**EXTRAIT:**

►

Si vous aviez raté l'examen d'entrée en avril 2017, Persona 5 : Royal vous offre une généreuse session de rattrapage. Trois ans après sa sortie, Persona 5 revient avec une traduction en français impeccable, de nouveaux personnages, un nouveau quartier, un nouveau Palais, un nouveau semestre, deux nouvelles fins, et plus d'une centaine de nouveautés qui font de cette édition « Director's Cut » la nouvelle référence. L'un des tous meilleurs jeux de rôle de la PlayStation 4 n'a pas fait les choses à moitié avec cette édition copieuse qui a du cœur, beaucoup de cœur – de quoi en perdre son latin, même si vous aviez révisé comme un bachelier cocaïné. Pas de panique, voici une antisèche.

L'histoire

Vous avez 16 ans, et vous êtes en taule – enfin presque. Interrogé par la procureure Sae Niijima, vous lui racontez les derniers mois qui ont fait basculer votre vie de lycéen lambda à Tokyo en criminel molesté par les flics et trahi par un proche. Lequel ? À vous de le découvrir. Le jeu se déroule pendant un long flashback qui commence en début d'année scolaire. Fraîchement accueilli par le Principal, vous vous rendez compte que tout le monde vous fuit comme la peste. Vous avez une réputation de criminel : viré de votre précédent établissement, placé sous la responsabilité d'un tuteur qui ne vous aime pas plus que vos nouveaux camarades de classe, vous galérez pour vous faire de nouveaux amis. Le tout alors que des accidents étranges ébranlent Tokyo, comme ce conducteur de métro possédé qui provoque un déraillement. Oui, on peut dire que l'année commence aussi mal qu'elle finit.

◄

**LIGNES DE DONNÉES:**
►

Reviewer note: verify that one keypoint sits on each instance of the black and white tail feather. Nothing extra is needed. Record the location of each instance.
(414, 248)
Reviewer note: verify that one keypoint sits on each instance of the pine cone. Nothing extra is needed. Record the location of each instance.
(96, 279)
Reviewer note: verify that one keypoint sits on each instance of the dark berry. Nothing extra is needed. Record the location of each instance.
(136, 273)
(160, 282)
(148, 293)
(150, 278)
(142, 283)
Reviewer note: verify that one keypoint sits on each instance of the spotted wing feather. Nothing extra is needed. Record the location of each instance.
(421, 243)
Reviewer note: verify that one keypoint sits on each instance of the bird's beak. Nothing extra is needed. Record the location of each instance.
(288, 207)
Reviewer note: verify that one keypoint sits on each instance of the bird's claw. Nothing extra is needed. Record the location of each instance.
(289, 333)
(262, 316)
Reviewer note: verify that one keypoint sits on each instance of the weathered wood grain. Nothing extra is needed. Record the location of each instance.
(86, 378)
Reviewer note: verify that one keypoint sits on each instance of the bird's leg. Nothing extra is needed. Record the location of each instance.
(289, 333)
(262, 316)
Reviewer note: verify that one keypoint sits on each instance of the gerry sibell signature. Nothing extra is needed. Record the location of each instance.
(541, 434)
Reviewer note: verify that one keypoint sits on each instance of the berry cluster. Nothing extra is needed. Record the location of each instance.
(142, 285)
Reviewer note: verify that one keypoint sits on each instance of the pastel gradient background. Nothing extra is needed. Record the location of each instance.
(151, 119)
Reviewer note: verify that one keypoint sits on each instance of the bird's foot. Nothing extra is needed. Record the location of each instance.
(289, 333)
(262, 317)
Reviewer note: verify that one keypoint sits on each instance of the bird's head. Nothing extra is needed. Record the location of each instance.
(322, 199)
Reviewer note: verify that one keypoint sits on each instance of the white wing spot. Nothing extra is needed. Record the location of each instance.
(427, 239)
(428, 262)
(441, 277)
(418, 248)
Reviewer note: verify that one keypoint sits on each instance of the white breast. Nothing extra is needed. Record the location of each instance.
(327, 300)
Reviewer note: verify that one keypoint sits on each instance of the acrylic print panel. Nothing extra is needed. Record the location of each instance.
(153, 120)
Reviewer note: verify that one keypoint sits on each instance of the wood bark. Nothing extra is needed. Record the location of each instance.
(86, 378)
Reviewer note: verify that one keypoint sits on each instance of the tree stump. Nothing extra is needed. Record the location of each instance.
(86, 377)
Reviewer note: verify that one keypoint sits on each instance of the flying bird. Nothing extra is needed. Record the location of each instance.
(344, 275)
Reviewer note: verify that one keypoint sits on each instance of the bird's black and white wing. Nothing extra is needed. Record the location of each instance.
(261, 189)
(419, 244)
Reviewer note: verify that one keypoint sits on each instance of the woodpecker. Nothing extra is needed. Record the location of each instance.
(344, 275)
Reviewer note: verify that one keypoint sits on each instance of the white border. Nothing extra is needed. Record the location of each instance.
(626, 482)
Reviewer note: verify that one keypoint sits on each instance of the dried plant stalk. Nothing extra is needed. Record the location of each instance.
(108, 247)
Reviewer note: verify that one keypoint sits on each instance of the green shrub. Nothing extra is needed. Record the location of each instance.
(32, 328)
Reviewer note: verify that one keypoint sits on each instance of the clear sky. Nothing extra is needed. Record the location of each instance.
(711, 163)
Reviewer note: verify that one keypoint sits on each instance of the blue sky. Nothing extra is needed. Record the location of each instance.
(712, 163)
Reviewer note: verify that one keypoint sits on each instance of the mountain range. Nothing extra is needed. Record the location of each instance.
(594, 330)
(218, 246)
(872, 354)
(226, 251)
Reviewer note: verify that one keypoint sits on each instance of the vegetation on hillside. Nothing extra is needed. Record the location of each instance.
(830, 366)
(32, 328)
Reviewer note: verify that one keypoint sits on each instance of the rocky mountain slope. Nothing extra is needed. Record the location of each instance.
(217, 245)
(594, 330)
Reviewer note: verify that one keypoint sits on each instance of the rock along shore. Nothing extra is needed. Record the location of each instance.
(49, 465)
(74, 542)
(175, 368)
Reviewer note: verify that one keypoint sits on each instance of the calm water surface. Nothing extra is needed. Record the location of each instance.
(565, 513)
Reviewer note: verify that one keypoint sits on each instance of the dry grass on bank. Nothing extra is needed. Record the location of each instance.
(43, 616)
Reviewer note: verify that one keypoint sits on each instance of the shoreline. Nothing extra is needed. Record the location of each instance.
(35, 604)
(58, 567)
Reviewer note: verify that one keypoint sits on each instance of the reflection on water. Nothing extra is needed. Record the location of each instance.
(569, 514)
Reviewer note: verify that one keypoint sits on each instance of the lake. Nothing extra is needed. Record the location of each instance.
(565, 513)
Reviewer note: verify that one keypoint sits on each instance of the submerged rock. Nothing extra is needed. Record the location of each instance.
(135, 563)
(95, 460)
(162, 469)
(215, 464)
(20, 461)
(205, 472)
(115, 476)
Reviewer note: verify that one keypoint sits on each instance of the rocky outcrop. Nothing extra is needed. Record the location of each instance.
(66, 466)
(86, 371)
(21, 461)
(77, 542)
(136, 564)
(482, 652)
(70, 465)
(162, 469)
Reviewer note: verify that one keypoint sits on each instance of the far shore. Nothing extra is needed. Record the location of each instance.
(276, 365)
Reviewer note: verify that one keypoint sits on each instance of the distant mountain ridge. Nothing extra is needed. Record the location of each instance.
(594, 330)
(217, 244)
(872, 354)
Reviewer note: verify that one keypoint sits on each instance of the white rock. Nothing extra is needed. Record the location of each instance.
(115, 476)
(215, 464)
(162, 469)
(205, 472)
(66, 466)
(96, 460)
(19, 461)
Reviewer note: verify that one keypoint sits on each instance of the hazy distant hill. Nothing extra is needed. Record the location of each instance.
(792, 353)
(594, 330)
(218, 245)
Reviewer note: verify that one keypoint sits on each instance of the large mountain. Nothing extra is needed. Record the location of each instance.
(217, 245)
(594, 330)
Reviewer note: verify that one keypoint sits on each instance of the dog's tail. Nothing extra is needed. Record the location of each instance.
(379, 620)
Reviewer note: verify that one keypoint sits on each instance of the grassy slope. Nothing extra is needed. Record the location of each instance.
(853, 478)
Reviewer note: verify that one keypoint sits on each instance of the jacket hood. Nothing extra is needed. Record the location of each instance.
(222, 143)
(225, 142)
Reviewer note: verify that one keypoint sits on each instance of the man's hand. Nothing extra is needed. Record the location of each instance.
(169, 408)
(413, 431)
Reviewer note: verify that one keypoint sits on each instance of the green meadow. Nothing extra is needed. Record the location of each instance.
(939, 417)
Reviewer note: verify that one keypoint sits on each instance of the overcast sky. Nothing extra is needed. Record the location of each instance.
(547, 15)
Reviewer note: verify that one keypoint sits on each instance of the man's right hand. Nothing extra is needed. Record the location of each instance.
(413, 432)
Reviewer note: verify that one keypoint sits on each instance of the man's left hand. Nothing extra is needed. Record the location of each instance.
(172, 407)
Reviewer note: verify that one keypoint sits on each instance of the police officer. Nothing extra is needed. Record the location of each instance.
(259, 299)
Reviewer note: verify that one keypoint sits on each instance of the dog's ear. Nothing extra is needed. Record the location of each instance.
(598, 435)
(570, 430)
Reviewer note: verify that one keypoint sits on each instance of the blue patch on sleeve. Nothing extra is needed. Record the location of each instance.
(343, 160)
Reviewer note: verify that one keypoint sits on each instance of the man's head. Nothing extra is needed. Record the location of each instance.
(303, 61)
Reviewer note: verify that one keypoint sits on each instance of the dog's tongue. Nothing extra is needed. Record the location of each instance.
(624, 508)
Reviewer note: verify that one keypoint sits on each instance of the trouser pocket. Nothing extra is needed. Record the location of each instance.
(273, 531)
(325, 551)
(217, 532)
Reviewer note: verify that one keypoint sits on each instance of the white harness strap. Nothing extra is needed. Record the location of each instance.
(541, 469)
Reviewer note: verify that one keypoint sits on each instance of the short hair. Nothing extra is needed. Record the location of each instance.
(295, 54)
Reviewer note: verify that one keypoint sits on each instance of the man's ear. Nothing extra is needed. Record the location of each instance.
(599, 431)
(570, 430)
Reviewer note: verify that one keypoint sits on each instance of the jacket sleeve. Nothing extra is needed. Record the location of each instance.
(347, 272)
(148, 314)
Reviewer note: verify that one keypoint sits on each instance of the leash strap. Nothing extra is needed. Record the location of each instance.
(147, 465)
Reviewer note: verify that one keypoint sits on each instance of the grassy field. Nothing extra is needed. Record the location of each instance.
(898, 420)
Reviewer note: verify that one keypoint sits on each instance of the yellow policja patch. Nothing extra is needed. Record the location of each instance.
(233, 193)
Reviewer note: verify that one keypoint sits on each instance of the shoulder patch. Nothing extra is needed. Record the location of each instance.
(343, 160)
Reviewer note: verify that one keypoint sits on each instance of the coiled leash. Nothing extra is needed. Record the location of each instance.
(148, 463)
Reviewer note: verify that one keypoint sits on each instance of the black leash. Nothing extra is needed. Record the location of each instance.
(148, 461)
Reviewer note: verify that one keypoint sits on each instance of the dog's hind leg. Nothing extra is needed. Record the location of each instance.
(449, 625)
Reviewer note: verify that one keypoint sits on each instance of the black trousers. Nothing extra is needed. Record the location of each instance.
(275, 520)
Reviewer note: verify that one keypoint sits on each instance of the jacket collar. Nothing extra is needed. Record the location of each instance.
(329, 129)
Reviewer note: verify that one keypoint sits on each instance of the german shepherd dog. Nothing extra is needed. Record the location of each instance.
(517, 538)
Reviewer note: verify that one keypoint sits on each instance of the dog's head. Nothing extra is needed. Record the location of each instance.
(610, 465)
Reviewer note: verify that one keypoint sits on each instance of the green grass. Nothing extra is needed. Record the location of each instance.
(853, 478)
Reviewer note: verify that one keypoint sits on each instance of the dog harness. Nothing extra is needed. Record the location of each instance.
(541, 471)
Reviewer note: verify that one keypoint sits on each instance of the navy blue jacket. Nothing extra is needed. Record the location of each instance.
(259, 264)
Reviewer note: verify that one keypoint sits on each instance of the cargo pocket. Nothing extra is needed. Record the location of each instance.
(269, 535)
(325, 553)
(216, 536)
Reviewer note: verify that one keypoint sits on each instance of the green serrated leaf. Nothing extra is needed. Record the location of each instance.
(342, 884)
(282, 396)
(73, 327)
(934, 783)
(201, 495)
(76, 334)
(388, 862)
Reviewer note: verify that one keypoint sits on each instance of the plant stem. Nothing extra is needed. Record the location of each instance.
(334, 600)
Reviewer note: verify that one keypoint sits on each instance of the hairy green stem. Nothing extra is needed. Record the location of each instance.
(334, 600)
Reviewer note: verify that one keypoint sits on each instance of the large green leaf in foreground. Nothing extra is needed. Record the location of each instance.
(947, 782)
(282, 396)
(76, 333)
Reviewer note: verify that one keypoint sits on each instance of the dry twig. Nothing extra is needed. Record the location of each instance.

◄

**CONSIGNES:**
A. Traduisez en anglais cette phrase de l'extrait sur Persona 5 Royal : « Le jeu se déroule pendant un long flashback qui commence en début d'année scolaire. »
B. Répondez brièvement à partir de l'extrait sur Persona 5 Royal.
(i) Combien de nouvelles fins cette édition apporte-t-elle ?
(ii) Quel âge a le personnage incarné par le joueur ?
(iii) Par qui ce personnage est-il interrogé ?
C. Poursuivez l'extrait sur Persona 5 Royal à partir de sa dernière phrase.
Les enregistrements forment un matériau indépendant de l'extrait.

**CORRIGÉ:**
A. The game takes place during a long flashback that begins at the start of the school year.

B.
(i) Deux.
(ii) 16 ans.
(iii) Par la procureure Sae Niijima.

C.
C'est la grande force de Persona 5 : Royal : contrairement à beaucoup de jeux de rôle où vous incarnez un héros caricatural à l'avenir tout tracé, ici vous jouez un lycéen qui rame pour étudier à la bibliothèque entre deux cours, qui se fait sermonner par ses profs, qui subit les brimades de ses camarades (« je parie qu'il a un couteau », « qu'est-ce qu'il fait là, lui ?! », « ne lui parle pas ! » etc), bref, qui vit au jour le jour. Loin, très loin du gentleman cambrioleur plein d'assurance que la procureure interroge des mois plus tard. Tout l'intérêt de l'histoire, un peu lente à démarrer, c'est de jouer sur ces deux registres : l'étudiant solitaire, et l'Arsène Lupin aux pouvoirs surnaturels. C'est qu'outre le bahut, le monde regorge de Palais cachés, matérialisations des pulsions coupables de personnes influentes que vous allez combattre sur les deux plans – dans le monde réel, et dans leurs Palais fantasmés.
Vous jouez un ado qui galère et se métamorphose en Arsène Lupin

Le principe

Les textos peuvent maintenant inclure des selfies.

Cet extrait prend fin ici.